**The task:** Could you please repeat the entries below word for word, with the images left out?

Source records
···

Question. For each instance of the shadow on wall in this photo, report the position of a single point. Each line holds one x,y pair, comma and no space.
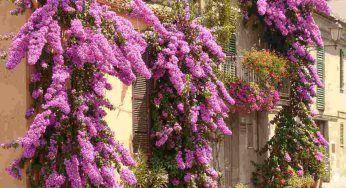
12,99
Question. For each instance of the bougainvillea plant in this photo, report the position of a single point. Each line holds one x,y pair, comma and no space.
250,97
72,47
290,29
190,103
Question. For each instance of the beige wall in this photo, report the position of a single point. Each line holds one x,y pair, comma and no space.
335,101
120,119
12,99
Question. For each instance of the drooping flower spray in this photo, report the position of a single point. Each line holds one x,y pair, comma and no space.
291,30
189,102
73,46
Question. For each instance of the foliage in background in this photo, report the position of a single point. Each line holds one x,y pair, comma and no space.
268,67
251,97
260,94
221,16
190,103
240,185
301,181
297,147
72,46
149,176
294,151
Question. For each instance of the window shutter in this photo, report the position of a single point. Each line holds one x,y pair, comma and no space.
229,66
320,71
342,77
231,49
141,117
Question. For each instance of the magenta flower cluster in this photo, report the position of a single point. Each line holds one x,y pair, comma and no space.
68,137
189,99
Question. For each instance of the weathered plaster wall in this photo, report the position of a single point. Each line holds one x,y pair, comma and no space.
335,101
120,119
12,99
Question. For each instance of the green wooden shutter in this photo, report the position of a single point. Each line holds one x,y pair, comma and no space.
231,49
230,65
320,103
141,117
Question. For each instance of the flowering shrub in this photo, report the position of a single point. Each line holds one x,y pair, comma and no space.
268,67
73,45
251,97
189,102
290,29
295,151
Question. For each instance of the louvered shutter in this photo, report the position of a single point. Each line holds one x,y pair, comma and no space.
229,66
141,117
320,103
231,49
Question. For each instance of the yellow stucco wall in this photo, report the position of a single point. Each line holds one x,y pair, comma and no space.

···

**Reply to the task:**
Question. For each instance of the shadow on wall in this photo, report the position of a single point. Each line holds one x,y pair, comma and no space.
12,99
Question. For each instance of the bougainvillea plant in this photo, report the position of a single point. Each line holds one x,y pair, comma and no space.
250,97
72,47
290,29
190,103
Question. For each instance of the beige wall in this photo, report the position of a single point. Each line holds one x,y pair, comma and no space.
335,101
120,119
12,99
Question. For each instance of the drooping flower spray in this photo, report the position of a single point. Each line holds one x,y pair, comma and no space.
291,30
189,102
73,46
Question. For each instance of the foliage in background in this photo, report the position of a single point. Each line holds one x,y pair, comma and no space.
268,67
251,97
260,94
221,16
190,103
240,185
301,181
297,147
72,46
149,176
294,151
Question. For each instance of the window shutter in this photo, report the position of a single point. Each line holds one x,y pair, comma and no space.
229,66
320,71
342,77
231,49
141,117
Question. For each instance of the magenta flower cluster in this photo, report the position of a single point. Each line holds one x,y pair, comma and no space.
68,137
189,99
Question. For each instance of the weathered plaster wall in this photo, report the position of a single point. Each line holds one x,y pair, comma and no space.
335,101
120,119
12,99
Question. For each instance of the green wooden shutter in this photo, report the position of a single point. Each line holds one x,y pair, comma and no space.
231,49
230,65
320,103
141,117
Question. For each instance of the flowering shrub in this photo, report the position of a single point. Each line holds one x,y pair, comma and no space.
268,67
73,45
251,97
189,102
290,29
295,151
Question. For each instance of the louvered shutter in this photo, report the position of a single point. Each line holds one x,y pair, comma and no space.
229,66
141,117
320,103
231,49
Question. For each instance of the yellow stucco wall in this photo, report the position of a single point. Each line holds one x,y pair, comma and no space.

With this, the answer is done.